# Passage shown
--------------------

The contrast with what the Centre can do is stark. The Centre does well at macro tasks while states deliver micro ones. The Centre is also effective at tasks that require inter-state coordination and regulation. What it cannot do are tasks that require intimate knowledge of local conditions. Healthcare, irrigation and aspects of law and order fall in that class. These clear lines of what they can and what they cannot do should be evident to state governments. In recent years, this ability has been lost after bitter electoral campaigns have placed politicians as chief ministers who think that opposing the Centre is necessary for their political well-being, if not survival.
Vaccination is a task that requires both Centre and states to cooperate seamlessly: the Centre to arrange vaccines and states to make local arrangements for executing vaccination. This is more so in a pandemic when vaccine supplies are scarce and states competing with each other for the few available doses would be extremely counter-productive. But this is exactly what some chief ministers—mostly ambitious ones from non-BJP ruled states—bargained for until they realised their mistake.

--------------------

[Extracted data entries]
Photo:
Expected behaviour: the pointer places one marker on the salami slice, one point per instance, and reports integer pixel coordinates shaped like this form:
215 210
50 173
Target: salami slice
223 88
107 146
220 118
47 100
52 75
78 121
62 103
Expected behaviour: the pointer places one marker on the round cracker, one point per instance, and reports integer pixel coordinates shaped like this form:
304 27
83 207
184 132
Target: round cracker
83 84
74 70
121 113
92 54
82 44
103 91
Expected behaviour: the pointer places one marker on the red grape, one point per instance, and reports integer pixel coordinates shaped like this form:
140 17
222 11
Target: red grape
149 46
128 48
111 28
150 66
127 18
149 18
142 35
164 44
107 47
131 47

--------------------

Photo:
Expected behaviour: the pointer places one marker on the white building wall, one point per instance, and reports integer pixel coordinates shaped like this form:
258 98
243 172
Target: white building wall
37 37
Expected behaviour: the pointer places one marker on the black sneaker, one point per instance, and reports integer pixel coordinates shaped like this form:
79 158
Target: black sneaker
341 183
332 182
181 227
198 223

--------------------

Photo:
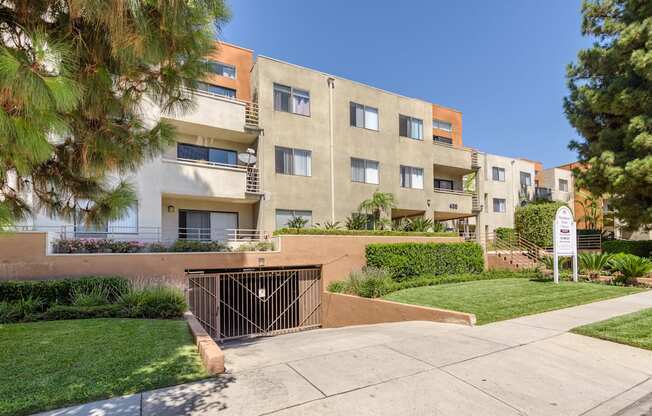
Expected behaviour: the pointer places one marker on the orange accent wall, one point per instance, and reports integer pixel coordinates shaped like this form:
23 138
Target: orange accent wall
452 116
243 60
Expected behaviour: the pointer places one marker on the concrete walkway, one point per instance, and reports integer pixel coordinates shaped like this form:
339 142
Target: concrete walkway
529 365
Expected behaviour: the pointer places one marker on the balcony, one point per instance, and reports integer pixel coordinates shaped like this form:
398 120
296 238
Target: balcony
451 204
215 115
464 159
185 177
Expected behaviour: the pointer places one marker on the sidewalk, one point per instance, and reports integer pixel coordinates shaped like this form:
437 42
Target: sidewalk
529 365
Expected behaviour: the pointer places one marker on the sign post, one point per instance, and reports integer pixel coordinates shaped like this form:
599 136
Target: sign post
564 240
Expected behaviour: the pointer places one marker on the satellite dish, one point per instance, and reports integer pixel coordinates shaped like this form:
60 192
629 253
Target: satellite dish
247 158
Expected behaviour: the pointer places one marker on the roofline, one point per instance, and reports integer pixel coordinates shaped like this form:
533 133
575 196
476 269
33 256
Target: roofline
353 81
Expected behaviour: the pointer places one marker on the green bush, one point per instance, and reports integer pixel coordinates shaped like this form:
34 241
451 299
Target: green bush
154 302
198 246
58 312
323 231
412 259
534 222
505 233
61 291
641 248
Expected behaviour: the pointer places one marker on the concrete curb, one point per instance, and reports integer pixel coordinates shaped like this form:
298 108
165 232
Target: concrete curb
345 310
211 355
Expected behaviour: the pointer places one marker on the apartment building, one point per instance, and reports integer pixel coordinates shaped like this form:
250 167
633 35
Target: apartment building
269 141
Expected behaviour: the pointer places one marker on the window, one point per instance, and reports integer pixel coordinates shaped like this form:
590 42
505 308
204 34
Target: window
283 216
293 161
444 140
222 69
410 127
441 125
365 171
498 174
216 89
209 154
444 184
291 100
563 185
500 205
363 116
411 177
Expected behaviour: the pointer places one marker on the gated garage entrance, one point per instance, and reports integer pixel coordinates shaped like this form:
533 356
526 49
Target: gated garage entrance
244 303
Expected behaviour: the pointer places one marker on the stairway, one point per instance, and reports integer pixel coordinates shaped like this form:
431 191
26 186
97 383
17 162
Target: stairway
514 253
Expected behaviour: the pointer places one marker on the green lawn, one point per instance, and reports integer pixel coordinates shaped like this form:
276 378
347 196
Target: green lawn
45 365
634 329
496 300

--------------------

Reproduce the passage on Centre–state cooperation between "Vaccination is a" and "realised their mistake.", inclusive. None of the records is required for this exercise.

Vaccination is a task that requires both Centre and states to cooperate seamlessly: the Centre to arrange vaccines and states to make local arrangements for executing vaccination. This is more so in a pandemic when vaccine supplies are scarce and states competing with each other for the few available doses would be extremely counter-productive. But this is exactly what some chief ministers—mostly ambitious ones from non-BJP ruled states—bargained for until they realised their mistake.